## [DIRECTIONS]
In the pull request, which log4j versions are said to have known internal bugs that may fail the Spark caller?

#### SUPPLIED PASSAGE

Skip to content

[SPARK-57774][CORE] DriverLogger should not propagate log4j internal exception to caller#56890

Closed
pan3793 wants to merge 2 commits into
apache:masterfrom
pan3793:SPARK-driverlog-ignoreexceptions
Closed

[SPARK-57774][CORE] DriverLogger should not propagate log4j internal exception to caller#56890
pan3793 wants to merge 2 commits into
apache:masterfrom
pan3793:SPARK-driverlog-ignoreexceptions

Conversation

@pan3793

@pan3793 pan3793 commented Jun 30, 2026

Copy link
Copy Markdown
Member

What changes were proposed in this pull request?

Flip the setIgnoreExceptions from false to true in DriverLogger

Why are the changes needed?

https://logging.apache.org/log4j/2.x/plugin-reference.html

ignoreExceptions - If "true" (default) exceptions encountered when appending events are logged; otherwise they are propagated to the caller.

The recent log4j 2.25.0 ~ 2.25.3 and 2.26.0 have known internal bugs and may fail the Spark caller, this has been observed from the GHA several times.

One example https://github.com/apache/spark/actions/runs/27894816608/attempts/1

[info] - provider reports error after FS leaves safe mode *** FAILED *** (3 seconds, 25 milliseconds)
[info]   org.apache.logging.log4j.core.appender.AppenderLoggingException: An exception occurred processing Appender _DriverLogAppender
[info]   at org.apache.logging.log4j.core.appender.DefaultErrorHandler.error(DefaultErrorHandler.java:95)
[info]   at org.apache.logging.log4j.core.config.AppenderControl.handleAppenderError(AppenderControl.java:169)
[info]   at org.apache.logging.log4j.core.config.AppenderControl.tryCallAppender(AppenderControl.java:162)

########
#### SOURCE EXCERPT

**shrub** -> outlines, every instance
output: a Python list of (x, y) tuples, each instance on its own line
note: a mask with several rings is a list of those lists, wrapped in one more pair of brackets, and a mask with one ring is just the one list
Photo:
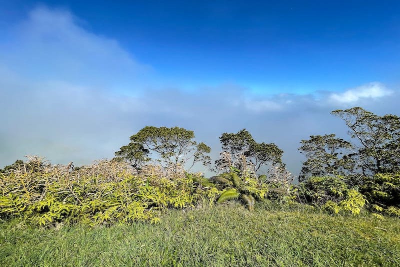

########

## [THE REPLY]
Versions 2.25.0 through 2.25.3 and 2.26.0.